#### Extracted text ####
This story originally appeared on KERA Breakthroughs.
Nearly half of kids who are born deaf today use cochlear implants. Unlike hearing aids, these surgically implanted devices send signals directly to the nerves you use to hear. And while the electronic components have made it possible for many kids to hear, the surgery doesn’t work for everyone. Which is why some families are so excited about a new hearing technology, the auditory brainstem implant.
For five years, Jiya Bavishi couldn’t hear.
Now, all she wants to do is say hello.
The six-year-old is bouncing around the room in a bright pink top, her tiny gold earrings flash as she waves her arms and uses sign language to talk about the ice cream her father bought for her.
Linda Daniel, a certified auditory-verbal therapist and rehabilitative audiologist with HEAR in Dallas has been working with Jiya since she was a baby. At around twelve months, doctors gave Jiya cochlear implants –but they didn’t work.
####
* _Check your understanding_:
- 1) From the story about hearing implants, output the passage from "This story originally" to "auditory brainstem implant." verbatim.
- 2) In the story about hearing implants, at about what age did doctors give Jiya cochlear implants?
#### Data under study ####
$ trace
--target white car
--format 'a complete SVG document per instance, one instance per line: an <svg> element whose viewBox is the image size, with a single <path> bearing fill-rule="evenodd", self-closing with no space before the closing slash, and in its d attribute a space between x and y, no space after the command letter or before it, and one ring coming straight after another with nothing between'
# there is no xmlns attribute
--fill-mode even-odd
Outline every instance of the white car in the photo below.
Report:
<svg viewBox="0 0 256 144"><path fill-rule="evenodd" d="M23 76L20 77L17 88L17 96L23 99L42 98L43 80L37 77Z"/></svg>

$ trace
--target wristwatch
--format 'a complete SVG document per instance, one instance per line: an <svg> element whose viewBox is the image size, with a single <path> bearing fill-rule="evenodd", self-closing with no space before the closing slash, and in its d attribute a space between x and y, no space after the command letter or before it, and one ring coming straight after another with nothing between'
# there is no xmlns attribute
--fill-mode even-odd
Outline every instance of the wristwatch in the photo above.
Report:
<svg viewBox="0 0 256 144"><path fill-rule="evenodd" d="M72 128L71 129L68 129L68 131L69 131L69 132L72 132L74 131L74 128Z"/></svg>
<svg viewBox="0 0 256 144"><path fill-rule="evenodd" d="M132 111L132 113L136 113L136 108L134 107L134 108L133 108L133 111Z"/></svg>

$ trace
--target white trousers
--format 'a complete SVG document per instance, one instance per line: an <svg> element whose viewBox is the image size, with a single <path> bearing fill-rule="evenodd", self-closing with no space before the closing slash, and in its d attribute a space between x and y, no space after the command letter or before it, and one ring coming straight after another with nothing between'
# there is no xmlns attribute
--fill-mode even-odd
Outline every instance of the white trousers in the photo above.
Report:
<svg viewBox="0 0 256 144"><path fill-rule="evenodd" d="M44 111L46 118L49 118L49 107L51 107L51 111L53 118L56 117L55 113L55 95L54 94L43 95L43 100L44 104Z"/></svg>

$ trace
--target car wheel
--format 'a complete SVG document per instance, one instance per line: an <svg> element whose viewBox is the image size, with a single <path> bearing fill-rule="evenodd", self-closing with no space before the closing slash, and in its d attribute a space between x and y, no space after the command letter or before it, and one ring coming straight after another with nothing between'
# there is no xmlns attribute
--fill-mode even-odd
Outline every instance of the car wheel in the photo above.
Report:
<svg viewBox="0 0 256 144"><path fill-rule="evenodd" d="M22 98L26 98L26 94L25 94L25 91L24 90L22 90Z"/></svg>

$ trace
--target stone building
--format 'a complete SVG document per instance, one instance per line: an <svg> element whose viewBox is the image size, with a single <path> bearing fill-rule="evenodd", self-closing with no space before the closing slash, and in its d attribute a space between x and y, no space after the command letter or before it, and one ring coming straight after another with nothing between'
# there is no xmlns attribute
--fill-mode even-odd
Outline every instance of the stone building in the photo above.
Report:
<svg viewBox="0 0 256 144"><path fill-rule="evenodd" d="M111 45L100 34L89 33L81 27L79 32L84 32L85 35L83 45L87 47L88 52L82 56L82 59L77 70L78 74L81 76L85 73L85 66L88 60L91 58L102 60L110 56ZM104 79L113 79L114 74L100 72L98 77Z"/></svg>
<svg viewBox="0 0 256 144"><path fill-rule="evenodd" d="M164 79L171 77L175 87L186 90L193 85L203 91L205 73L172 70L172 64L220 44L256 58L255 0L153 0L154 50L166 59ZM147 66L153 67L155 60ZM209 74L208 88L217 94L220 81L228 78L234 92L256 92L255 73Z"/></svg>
####
* _Activity answers_:
- 1)
This story originally appeared on KERA Breakthroughs.
Nearly half of kids who are born deaf today use cochlear implants. Unlike hearing aids, these surgically implanted devices send signals directly to the nerves you use to hear. And while the electronic components have made it possible for many kids to hear, the surgery doesn’t work for everyone. Which is why some families are so excited about a new hearing technology, the auditory brainstem implant.

- 2) At around twelve months.